Pull out every line of the listing below where "built" appears.

EXERCISE MATERIALS below:

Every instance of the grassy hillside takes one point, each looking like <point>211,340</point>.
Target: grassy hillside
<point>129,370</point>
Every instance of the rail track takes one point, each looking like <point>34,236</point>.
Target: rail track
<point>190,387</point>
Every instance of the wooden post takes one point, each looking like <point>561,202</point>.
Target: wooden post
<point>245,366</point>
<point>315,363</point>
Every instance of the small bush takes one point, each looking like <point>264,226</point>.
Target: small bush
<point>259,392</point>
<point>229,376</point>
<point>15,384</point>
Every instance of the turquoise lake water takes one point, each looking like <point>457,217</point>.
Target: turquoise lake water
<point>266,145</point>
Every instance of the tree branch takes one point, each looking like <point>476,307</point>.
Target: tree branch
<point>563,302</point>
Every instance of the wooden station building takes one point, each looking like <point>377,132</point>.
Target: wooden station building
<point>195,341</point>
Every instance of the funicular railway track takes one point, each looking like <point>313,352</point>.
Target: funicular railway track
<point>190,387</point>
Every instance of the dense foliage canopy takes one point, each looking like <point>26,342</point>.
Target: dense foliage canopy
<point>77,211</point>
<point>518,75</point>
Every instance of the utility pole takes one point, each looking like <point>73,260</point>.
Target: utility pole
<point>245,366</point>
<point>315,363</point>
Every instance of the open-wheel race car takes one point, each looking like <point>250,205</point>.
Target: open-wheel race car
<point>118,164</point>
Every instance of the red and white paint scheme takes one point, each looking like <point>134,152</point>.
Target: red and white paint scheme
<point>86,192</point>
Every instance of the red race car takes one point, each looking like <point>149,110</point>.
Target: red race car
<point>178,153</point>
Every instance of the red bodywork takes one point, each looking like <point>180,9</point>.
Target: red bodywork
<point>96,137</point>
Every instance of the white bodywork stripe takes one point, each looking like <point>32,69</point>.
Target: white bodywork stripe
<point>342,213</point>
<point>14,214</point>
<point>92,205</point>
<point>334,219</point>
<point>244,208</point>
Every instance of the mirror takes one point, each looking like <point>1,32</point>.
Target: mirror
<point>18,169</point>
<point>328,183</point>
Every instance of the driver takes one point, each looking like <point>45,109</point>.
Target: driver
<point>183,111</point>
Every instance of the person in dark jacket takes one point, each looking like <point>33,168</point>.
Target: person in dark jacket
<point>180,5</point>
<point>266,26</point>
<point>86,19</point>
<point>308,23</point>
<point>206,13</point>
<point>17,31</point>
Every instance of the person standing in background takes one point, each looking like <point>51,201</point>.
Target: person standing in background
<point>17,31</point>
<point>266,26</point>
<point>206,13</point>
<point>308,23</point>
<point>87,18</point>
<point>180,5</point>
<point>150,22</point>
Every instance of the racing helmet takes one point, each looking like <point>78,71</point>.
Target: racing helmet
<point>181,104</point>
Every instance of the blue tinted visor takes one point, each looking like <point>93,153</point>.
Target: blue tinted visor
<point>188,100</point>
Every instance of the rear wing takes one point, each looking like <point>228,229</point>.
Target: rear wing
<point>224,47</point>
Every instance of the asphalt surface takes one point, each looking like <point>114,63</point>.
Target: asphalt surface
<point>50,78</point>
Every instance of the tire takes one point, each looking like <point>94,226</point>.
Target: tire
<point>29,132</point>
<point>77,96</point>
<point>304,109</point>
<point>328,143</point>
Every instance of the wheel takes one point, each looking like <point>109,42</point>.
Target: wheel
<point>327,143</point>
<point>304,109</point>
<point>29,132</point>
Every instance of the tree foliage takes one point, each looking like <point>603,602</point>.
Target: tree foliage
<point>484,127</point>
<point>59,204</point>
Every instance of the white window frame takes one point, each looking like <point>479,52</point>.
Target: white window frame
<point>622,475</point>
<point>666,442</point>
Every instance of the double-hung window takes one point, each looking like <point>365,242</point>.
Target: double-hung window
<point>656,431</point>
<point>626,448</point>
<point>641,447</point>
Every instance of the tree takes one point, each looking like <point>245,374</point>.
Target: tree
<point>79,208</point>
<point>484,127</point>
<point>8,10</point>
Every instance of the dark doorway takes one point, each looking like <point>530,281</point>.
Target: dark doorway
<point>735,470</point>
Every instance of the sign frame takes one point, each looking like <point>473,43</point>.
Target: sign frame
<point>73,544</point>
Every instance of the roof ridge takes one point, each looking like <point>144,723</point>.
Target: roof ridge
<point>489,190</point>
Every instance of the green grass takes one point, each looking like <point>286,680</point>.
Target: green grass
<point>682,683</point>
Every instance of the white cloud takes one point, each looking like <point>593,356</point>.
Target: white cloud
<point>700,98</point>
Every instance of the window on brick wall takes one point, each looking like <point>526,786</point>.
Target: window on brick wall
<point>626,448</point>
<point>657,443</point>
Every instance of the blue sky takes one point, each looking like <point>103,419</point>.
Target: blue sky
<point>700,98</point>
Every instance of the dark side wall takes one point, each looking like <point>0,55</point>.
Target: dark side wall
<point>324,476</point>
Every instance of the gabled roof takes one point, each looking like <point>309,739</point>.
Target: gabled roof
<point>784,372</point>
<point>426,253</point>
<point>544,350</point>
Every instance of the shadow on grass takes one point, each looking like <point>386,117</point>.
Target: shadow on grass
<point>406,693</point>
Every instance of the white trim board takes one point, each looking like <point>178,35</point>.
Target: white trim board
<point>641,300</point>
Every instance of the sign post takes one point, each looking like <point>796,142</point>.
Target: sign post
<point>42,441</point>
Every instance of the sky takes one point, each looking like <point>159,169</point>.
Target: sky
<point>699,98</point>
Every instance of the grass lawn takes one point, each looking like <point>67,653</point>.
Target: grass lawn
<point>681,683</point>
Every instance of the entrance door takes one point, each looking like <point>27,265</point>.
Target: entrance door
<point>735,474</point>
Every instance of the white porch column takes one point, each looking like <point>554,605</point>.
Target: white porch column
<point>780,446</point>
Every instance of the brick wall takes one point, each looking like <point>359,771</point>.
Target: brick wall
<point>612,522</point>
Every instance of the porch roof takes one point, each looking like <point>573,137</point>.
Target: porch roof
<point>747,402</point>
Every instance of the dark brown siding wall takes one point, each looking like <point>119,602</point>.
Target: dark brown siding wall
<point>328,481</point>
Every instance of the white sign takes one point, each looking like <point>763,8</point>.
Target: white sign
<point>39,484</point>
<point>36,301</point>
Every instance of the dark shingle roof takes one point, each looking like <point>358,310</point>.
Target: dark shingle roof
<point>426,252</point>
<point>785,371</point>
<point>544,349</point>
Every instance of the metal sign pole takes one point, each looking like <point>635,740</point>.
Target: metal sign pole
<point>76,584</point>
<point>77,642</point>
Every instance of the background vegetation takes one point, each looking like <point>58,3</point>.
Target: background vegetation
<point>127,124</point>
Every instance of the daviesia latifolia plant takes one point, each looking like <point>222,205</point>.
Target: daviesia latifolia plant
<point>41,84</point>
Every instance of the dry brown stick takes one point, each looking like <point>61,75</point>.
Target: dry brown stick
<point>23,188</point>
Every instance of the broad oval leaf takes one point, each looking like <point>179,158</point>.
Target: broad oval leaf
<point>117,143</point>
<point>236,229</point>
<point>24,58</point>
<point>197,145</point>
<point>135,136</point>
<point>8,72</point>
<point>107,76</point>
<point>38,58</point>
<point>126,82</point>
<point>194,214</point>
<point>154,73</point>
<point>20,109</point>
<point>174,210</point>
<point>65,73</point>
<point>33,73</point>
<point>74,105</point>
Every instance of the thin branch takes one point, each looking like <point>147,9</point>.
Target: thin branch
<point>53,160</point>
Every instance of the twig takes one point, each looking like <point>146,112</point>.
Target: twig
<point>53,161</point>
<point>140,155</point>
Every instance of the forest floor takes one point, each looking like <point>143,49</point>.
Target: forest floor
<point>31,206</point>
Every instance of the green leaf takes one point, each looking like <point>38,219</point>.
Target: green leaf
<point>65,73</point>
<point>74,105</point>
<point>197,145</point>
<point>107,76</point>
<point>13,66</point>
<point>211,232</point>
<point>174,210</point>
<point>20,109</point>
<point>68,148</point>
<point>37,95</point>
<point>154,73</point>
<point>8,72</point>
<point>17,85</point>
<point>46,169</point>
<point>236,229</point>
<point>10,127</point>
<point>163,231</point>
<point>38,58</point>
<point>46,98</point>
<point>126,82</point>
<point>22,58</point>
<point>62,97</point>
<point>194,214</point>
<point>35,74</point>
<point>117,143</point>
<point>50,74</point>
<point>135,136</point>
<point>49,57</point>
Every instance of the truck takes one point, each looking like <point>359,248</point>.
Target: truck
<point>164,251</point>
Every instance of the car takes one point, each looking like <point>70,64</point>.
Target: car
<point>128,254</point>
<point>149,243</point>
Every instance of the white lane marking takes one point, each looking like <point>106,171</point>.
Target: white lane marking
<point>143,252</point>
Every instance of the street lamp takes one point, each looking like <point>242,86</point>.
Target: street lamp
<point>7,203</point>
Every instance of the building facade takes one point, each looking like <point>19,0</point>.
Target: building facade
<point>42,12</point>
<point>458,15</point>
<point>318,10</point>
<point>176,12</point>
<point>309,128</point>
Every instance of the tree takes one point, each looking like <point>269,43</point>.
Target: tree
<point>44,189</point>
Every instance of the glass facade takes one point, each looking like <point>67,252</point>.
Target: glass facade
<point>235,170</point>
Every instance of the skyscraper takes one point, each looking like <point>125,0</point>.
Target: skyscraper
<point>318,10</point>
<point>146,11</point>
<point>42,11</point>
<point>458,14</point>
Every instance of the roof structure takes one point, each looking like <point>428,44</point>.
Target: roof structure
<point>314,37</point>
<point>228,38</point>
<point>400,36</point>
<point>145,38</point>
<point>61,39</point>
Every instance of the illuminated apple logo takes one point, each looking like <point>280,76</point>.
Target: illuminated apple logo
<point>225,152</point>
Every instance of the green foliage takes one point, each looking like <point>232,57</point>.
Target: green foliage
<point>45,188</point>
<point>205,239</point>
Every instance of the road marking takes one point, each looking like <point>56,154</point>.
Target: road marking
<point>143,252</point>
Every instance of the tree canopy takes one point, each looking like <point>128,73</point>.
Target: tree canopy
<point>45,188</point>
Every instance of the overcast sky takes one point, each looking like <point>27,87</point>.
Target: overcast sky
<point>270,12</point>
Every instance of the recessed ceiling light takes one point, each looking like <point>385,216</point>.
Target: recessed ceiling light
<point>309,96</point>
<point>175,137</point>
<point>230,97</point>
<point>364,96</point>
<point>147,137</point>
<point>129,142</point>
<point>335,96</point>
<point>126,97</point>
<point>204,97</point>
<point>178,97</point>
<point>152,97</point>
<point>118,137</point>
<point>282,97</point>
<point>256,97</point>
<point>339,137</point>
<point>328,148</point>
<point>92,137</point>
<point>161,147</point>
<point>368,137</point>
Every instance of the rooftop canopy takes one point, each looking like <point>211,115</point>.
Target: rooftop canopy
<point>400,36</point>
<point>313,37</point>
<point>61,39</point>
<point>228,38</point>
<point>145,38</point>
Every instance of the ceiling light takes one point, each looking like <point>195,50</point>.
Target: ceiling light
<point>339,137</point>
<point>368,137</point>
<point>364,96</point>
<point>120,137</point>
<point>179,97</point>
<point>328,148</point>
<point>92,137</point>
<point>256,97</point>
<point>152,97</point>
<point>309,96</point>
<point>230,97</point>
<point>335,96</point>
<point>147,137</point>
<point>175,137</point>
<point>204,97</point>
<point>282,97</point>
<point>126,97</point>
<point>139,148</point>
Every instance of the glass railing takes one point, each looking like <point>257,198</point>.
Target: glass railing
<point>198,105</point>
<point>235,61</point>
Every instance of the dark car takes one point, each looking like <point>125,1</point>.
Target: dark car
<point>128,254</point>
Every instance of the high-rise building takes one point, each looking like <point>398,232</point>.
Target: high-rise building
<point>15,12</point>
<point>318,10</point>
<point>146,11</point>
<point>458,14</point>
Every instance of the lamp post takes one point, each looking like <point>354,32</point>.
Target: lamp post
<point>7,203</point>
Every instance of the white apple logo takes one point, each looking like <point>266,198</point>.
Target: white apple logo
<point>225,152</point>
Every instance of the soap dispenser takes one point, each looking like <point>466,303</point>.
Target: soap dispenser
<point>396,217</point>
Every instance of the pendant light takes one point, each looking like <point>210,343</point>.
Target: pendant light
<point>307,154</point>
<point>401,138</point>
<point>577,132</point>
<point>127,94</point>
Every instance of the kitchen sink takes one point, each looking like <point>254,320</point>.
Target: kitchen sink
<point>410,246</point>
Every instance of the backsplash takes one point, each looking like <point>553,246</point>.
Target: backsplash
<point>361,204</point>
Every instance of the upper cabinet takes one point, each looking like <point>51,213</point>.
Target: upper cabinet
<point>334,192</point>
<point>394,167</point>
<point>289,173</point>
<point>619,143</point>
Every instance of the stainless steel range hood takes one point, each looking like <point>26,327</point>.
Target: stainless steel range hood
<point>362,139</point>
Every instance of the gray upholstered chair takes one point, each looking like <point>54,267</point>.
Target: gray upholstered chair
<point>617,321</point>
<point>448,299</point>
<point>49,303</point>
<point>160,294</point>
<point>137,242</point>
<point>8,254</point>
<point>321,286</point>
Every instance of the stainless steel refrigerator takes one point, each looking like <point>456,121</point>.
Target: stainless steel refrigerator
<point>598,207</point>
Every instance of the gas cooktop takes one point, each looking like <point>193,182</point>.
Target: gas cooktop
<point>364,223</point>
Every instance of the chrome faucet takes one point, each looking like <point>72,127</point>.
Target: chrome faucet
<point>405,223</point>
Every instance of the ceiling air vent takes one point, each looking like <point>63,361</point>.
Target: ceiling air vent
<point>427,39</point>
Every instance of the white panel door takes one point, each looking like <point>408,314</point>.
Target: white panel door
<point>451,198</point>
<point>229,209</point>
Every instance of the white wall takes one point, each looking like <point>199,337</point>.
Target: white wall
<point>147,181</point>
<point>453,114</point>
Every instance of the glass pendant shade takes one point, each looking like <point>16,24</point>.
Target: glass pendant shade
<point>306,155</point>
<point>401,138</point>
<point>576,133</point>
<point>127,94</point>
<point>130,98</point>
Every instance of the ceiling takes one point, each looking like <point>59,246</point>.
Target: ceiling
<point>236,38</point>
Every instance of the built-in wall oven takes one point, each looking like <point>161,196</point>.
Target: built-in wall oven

End of EXERCISE MATERIALS.

OUTPUT ::
Every instance of the built-in wall oven takes one point, each looking like <point>161,196</point>.
Target: built-in wall oven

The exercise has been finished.